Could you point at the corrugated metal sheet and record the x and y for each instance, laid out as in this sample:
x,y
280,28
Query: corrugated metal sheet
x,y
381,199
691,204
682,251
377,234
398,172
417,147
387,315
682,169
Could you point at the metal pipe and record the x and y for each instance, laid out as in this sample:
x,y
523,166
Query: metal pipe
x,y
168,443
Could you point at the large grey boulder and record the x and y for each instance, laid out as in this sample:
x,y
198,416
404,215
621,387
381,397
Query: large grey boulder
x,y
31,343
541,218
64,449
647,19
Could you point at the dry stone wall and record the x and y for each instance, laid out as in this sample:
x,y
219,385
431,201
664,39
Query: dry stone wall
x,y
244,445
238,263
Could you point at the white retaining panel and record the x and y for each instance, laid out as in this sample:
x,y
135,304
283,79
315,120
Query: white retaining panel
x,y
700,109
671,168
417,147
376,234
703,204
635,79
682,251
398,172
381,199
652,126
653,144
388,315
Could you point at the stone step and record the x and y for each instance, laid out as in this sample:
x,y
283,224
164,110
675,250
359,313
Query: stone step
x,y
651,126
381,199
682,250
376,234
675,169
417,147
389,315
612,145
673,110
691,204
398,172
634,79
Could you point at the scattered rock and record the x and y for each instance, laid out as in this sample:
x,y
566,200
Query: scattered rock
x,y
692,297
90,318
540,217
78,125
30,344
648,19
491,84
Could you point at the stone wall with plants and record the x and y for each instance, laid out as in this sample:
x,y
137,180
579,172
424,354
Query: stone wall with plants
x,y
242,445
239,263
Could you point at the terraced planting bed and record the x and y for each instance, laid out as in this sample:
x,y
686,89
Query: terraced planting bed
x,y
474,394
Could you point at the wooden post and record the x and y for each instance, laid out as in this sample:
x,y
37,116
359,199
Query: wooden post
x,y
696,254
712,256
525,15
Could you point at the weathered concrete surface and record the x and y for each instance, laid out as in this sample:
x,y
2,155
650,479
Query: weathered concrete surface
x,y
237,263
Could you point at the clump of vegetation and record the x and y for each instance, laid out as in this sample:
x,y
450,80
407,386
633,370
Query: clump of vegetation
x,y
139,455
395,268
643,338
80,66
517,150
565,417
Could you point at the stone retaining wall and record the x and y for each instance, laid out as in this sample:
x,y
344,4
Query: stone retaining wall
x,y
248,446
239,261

________

▶ What you should do
Rescale the stretch from the line containing "Could you point at the stone retaining" through the end of the listing, and rewrite only those lines, both ends included and the request kept. Multiply every coordinate in the answers by 1.8 and round to whole numbers, halves up, leaving the request and its format sample unchanged.

▶ Solution for this exercise
Could you point at the stone retaining wall and record the x and y for each instance, laid out as in this sample:
x,y
344,4
Query: stone retaining wall
x,y
446,803
430,470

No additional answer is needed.